(RAW DATA)

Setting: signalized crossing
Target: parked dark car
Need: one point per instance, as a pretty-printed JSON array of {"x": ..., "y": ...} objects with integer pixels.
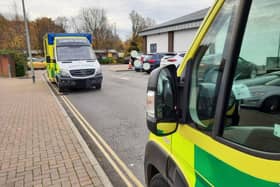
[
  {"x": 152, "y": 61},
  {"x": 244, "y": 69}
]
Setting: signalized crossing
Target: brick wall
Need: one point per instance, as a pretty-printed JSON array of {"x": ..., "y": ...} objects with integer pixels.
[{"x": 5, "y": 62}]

(End RAW DATA)
(RAW DATA)

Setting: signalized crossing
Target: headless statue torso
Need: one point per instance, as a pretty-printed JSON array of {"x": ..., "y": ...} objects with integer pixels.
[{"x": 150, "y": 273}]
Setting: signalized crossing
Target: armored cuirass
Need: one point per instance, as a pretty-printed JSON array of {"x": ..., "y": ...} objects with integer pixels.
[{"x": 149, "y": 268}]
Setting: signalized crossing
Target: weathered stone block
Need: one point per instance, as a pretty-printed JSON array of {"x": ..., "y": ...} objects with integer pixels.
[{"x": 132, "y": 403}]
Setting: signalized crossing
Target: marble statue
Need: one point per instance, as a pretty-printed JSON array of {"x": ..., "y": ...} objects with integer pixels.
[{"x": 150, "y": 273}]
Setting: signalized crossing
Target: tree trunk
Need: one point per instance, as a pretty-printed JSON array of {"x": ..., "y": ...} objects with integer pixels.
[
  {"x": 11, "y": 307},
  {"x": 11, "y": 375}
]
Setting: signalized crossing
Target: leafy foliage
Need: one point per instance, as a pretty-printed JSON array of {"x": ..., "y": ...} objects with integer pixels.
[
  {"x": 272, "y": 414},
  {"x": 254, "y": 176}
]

(End RAW DATA)

Show me every line of the entries above that holds "statue".

Target: headless statue torso
Target: marble statue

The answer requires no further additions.